Passage to read:
┌────────

Hello all!
I'm having some lifetime issues that I'm not sure how to fix! I'd love some help, but at the very least I hope you enjoy my adventures in designing complex Rust architecture!
Checking bbolt-nub v0.1.0 (/Users/abaxter/projects/better-bbolt/bbolt-nub)
error[E0477]: the type `RefTxCursor<'p, 'tx, T>` does not fulfill the required lifetime
--> bbolt-nub/src/components/cursor.rs:667:1
|
667 | / impl<'p, 'tx: 'p, T: TheTx<'tx, TxPageType = DirectPage<'tx, RefTxBytes...
668 | | CursorSeekRefApi<'tx> for RefTxCursor<'p, 'tx, T>
669 | | where
670 | | for<'b> Self::RefKv<'b>: PartialOrd<[u8]>,
... |
677 | | }
| |_^
error[E0477]: the type `RefTxCursor<'p, 'tx, T>` does not fulfill the required lifetime
--> bbolt-nub/src/components/cursor.rs:668:3
|
668 | CursorSeekRefApi<'tx> for RefTxCursor<'p, 'tx, T>
| ^^^^^^^^^^^^^^^^^^^^^
error[E0477]: the type `RefTxCursor<'_, '_, T>` does not fulfill the required lifetime
--> bbolt-nub/src/components/cursor.rs:668:29
|
668 | CursorSeekRefApi<'tx> for RefTxCursor<'p, 'tx, T>
| ^^^^^^^^^^^^^^^^^^^^^^^
error[E0477]: the type `RefTxCursor<'p, 'tx, T>` does not fulfill the required lifetime
--> bbolt-nub/src/components/cursor.rs:672:6
|
672 | fn seek_ref<'a>(
| ^^^^^^^^
I'm spending my spare time writing a database. One of the main goals is the ability to change low level aspects about how the data is access and organized so I can run experiments. Because of that this code is much much much more generic that any project should reasonably be. It's also fun (for some definition of fun) and I've learned a lot by doing this.
My generic Rube Goldberg machine is below.

└────────

Record excerpts:
┌────────

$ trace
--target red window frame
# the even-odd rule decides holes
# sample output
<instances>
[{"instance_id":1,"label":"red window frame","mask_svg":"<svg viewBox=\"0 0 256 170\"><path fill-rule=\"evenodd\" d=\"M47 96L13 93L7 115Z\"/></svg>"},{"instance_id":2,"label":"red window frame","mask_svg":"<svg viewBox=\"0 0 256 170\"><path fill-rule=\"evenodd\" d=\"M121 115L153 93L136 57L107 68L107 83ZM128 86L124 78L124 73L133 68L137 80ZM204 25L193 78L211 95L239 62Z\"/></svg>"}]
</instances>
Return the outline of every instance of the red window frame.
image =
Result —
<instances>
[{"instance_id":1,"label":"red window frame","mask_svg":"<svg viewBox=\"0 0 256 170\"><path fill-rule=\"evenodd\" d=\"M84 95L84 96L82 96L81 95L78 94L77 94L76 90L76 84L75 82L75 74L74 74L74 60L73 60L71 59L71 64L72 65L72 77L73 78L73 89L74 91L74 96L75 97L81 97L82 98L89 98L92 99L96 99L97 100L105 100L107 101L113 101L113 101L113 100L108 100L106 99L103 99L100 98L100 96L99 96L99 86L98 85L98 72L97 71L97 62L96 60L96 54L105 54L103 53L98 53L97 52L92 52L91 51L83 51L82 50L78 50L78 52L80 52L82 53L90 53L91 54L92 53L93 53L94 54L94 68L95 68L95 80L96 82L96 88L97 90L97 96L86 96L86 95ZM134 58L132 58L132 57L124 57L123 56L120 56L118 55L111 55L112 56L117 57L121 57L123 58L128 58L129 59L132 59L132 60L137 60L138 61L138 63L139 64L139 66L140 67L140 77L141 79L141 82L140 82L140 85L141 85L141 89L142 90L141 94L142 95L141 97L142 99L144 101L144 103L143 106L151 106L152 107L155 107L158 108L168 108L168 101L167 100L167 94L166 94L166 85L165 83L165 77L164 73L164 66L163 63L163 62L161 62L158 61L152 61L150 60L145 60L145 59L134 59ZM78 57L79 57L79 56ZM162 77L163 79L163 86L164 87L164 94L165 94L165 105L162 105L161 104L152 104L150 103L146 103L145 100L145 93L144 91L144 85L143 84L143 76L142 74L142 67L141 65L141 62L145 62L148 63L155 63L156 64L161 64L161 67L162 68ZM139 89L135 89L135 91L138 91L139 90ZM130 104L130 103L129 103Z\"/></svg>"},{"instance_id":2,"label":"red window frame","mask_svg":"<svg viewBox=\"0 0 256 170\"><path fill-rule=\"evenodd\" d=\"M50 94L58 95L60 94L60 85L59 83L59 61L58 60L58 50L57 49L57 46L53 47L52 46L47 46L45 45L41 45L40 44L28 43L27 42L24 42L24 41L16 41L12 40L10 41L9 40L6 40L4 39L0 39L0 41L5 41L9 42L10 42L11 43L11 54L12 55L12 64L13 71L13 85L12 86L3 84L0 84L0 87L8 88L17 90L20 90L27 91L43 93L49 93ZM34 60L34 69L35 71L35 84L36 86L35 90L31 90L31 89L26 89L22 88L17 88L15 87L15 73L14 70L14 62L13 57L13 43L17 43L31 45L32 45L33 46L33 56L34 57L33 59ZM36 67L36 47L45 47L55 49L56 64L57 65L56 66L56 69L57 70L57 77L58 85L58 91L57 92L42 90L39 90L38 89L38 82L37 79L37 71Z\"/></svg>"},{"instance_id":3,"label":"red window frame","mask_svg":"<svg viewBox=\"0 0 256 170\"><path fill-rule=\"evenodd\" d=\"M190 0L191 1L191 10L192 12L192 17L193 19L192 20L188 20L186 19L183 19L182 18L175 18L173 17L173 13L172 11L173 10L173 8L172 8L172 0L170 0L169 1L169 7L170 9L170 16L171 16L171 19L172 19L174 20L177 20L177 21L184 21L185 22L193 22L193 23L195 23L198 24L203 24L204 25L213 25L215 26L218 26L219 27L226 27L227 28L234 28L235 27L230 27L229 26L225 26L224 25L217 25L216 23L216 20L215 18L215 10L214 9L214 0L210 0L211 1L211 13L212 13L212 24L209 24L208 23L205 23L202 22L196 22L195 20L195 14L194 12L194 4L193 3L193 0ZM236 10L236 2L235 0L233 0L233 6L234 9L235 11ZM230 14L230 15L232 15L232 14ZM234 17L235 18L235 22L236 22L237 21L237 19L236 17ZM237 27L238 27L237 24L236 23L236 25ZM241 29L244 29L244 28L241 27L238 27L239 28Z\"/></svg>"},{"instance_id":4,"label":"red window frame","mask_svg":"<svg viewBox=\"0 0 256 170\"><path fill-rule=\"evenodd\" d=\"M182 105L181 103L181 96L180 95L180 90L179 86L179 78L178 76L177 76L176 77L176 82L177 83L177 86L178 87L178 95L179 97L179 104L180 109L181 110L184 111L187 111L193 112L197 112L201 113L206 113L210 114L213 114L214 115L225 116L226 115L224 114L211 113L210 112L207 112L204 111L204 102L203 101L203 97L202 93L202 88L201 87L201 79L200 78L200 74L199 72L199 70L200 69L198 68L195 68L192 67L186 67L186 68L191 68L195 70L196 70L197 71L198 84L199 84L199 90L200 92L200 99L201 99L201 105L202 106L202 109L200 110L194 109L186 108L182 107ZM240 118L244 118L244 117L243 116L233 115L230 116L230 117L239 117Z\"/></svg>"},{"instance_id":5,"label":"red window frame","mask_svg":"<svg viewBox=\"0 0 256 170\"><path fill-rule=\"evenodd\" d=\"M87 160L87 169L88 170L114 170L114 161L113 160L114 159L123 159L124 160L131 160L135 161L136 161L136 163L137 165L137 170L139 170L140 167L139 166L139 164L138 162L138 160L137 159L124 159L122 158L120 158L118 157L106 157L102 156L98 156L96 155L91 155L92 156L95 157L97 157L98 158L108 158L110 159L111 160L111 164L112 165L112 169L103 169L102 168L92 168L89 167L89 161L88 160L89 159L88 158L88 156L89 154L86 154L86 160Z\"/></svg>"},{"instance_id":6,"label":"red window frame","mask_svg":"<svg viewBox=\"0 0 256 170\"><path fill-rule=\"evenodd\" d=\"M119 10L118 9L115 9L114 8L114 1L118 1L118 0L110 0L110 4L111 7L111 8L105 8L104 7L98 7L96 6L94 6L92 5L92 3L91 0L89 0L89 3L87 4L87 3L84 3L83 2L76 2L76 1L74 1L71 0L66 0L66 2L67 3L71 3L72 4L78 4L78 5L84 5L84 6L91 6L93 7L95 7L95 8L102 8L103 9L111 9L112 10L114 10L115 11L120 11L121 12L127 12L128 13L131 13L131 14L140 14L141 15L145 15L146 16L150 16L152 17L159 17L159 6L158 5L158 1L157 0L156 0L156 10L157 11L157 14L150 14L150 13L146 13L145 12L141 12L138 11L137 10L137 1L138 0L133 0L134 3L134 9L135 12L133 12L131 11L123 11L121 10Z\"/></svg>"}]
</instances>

└────────

Exercise instructions:
A) Answer these from the forum post on Rust lifetime errors:
(i) Which error code appears in the compiler messages?
(ii) Which crate and version is being checked?
(iii) What is the poster writing in their spare time?
B) From the forum post on Rust lifetime errors, return the passage that starts at the words "Checking bbolt-nub v0.1.0" and stops after the words "TxPageType = DirectPage<'tx, RefTxBytes...", copied without changes.
The items aren't needed here.

Answers in order:
A)
(i) E0477
(ii) bbolt-nub v0.1.0
(iii) A database

B)
Checking bbolt-nub v0.1.0 (/Users/abaxter/projects/better-bbolt/bbolt-nub)
error[E0477]: the type `RefTxCursor<'p, 'tx, T>` does not fulfill the required lifetime
--> bbolt-nub/src/components/cursor.rs:667:1
|
667 | / impl<'p, 'tx: 'p, T: TheTx<'tx, TxPageType = DirectPage<'tx, RefTxBytes...